**SUPPLIED RECORDS:**

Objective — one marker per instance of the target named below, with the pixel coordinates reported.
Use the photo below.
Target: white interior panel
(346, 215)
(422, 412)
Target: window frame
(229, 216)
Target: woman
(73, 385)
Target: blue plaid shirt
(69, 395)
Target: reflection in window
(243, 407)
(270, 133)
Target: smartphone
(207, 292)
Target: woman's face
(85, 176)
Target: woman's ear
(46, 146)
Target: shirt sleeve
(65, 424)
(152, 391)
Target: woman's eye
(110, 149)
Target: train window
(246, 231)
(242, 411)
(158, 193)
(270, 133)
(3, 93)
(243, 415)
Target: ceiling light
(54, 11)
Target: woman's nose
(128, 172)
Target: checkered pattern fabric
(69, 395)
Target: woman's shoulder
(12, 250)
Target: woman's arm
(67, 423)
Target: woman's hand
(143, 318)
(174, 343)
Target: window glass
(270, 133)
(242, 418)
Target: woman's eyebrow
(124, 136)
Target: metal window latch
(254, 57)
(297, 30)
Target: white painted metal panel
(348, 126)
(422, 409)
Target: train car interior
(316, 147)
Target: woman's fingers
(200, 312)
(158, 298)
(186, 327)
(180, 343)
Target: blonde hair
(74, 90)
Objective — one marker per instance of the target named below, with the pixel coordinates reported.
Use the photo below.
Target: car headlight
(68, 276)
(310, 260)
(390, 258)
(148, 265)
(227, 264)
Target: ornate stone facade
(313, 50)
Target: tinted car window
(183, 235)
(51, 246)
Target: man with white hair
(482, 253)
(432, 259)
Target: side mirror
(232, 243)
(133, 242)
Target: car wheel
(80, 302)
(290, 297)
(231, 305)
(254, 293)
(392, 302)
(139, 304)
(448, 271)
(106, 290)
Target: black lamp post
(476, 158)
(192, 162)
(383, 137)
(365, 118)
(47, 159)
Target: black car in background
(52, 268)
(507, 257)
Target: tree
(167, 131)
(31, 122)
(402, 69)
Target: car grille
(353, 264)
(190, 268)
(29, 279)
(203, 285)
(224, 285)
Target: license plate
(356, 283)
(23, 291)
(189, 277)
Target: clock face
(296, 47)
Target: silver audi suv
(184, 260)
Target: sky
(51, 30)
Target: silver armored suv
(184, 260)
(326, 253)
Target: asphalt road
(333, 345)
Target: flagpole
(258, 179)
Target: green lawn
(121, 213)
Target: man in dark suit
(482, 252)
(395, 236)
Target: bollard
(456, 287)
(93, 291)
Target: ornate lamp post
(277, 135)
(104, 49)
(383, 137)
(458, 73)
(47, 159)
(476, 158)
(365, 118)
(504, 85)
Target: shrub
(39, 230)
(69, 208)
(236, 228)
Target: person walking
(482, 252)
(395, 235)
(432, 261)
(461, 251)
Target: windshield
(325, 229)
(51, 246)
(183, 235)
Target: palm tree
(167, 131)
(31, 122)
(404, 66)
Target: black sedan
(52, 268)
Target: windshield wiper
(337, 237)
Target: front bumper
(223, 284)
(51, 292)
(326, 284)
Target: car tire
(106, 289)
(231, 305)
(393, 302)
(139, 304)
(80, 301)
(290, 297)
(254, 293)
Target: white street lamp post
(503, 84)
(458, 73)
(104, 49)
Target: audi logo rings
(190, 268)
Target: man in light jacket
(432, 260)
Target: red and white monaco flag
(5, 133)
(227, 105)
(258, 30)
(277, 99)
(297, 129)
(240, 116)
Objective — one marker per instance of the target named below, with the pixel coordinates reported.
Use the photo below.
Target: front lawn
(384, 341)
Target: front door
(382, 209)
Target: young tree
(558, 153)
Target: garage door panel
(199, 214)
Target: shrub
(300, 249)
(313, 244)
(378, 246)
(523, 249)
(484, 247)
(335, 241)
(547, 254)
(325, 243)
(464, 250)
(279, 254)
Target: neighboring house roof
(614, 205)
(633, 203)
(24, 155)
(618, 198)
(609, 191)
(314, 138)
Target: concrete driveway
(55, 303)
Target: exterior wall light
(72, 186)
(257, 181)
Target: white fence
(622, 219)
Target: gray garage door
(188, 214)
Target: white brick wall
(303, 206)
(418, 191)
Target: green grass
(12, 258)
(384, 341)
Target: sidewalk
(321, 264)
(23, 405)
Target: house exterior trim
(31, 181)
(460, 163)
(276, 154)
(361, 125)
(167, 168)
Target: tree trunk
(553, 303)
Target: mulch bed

**TASK OBJECTIVE:**
A verbatim restatement of all the entries above is required.

**RESULT OF THE EXERCISE:**
Objective — one marker per instance of the target named below, with the pixel coordinates reported.
Use the photo below.
Target: white interior panel
(346, 215)
(422, 412)
Target: window frame
(229, 216)
Target: woman
(73, 385)
Target: blue plaid shirt
(69, 395)
Target: reflection in window
(243, 407)
(270, 133)
Target: smartphone
(207, 292)
Target: woman's face
(85, 176)
Target: woman's ear
(46, 146)
Target: shirt sleeve
(65, 424)
(152, 391)
Target: woman's eye
(110, 149)
Target: train window
(246, 231)
(242, 411)
(158, 193)
(270, 133)
(3, 93)
(243, 415)
Target: ceiling light
(54, 11)
Target: woman's nose
(128, 172)
Target: checkered pattern fabric
(69, 395)
Target: woman's shoulder
(12, 250)
Target: woman's arm
(67, 423)
Target: woman's hand
(143, 318)
(174, 343)
Target: window glass
(270, 133)
(242, 418)
Target: woman's eyebrow
(124, 136)
Target: metal window latch
(254, 57)
(297, 30)
Target: white painted metal panel
(348, 126)
(422, 409)
Target: train car interior
(316, 147)
Target: woman's fingers
(200, 312)
(158, 298)
(186, 327)
(180, 343)
Target: blonde hair
(74, 90)
Objective — one marker per instance of the target named below, with the pixel coordinates reported.
Use the photo below.
Target: car headlight
(68, 276)
(310, 260)
(390, 258)
(148, 265)
(227, 264)
Target: ornate stone facade
(313, 50)
Target: tinted car window
(183, 235)
(51, 246)
Target: man with white hair
(482, 253)
(432, 259)
Target: side mirror
(232, 243)
(133, 242)
Target: car wheel
(80, 302)
(290, 297)
(231, 305)
(254, 293)
(392, 302)
(139, 304)
(448, 271)
(106, 290)
Target: black lamp post
(476, 158)
(192, 162)
(383, 137)
(365, 118)
(47, 159)
Target: black car in background
(52, 268)
(507, 257)
Target: tree
(167, 131)
(31, 122)
(402, 69)
Target: car grille
(353, 264)
(190, 268)
(29, 279)
(203, 285)
(224, 285)
Target: license plate
(356, 283)
(23, 291)
(189, 277)
Target: clock face
(296, 47)
Target: silver audi suv
(184, 260)
Target: sky
(51, 30)
Target: silver armored suv
(184, 260)
(326, 253)
Target: asphalt road
(333, 345)
Target: flagpole
(258, 179)
Target: green lawn
(121, 213)
Target: man in dark suit
(482, 252)
(395, 236)
Target: bollard
(456, 287)
(93, 291)
Target: ornate lamp post
(277, 135)
(104, 49)
(383, 137)
(458, 73)
(47, 159)
(476, 158)
(365, 118)
(504, 85)
Target: shrub
(39, 230)
(69, 208)
(236, 228)
Target: person walking
(482, 252)
(395, 235)
(432, 261)
(461, 251)
Target: windshield
(325, 229)
(51, 246)
(183, 235)
Target: palm tree
(167, 131)
(31, 122)
(404, 66)
Target: black sedan
(52, 268)
Target: windshield wiper
(337, 237)
Target: front bumper
(223, 284)
(51, 292)
(326, 284)
Target: car tire
(106, 289)
(231, 305)
(393, 302)
(139, 304)
(80, 301)
(290, 297)
(254, 293)
Target: white street lamp post
(503, 84)
(458, 73)
(104, 49)
Target: audi logo rings
(190, 268)
Target: man in light jacket
(432, 260)
Target: red and white monaco flag
(5, 133)
(227, 105)
(258, 30)
(277, 99)
(297, 129)
(240, 116)
Objective — one marker per instance of the target named below, with the pixel coordinates reported.
Use the photo below.
Target: front lawn
(384, 341)
Target: front door
(382, 209)
Target: young tree
(558, 153)
Target: garage door panel
(199, 214)
Target: shrub
(300, 249)
(313, 244)
(378, 246)
(523, 249)
(484, 247)
(335, 241)
(547, 254)
(325, 243)
(464, 250)
(279, 254)
Target: neighboring house roof
(614, 205)
(633, 203)
(24, 155)
(618, 198)
(609, 191)
(314, 138)
Target: concrete driveway
(55, 303)
Target: exterior wall light
(72, 186)
(257, 181)
Target: white fence
(622, 219)
Target: gray garage door
(188, 214)
Target: white brick wall
(303, 206)
(418, 191)
Target: green grass
(12, 258)
(384, 341)
Target: sidewalk
(321, 264)
(23, 405)
Target: house exterior trim
(31, 181)
(460, 163)
(276, 154)
(361, 125)
(167, 168)
Target: tree trunk
(553, 303)
Target: mulch bed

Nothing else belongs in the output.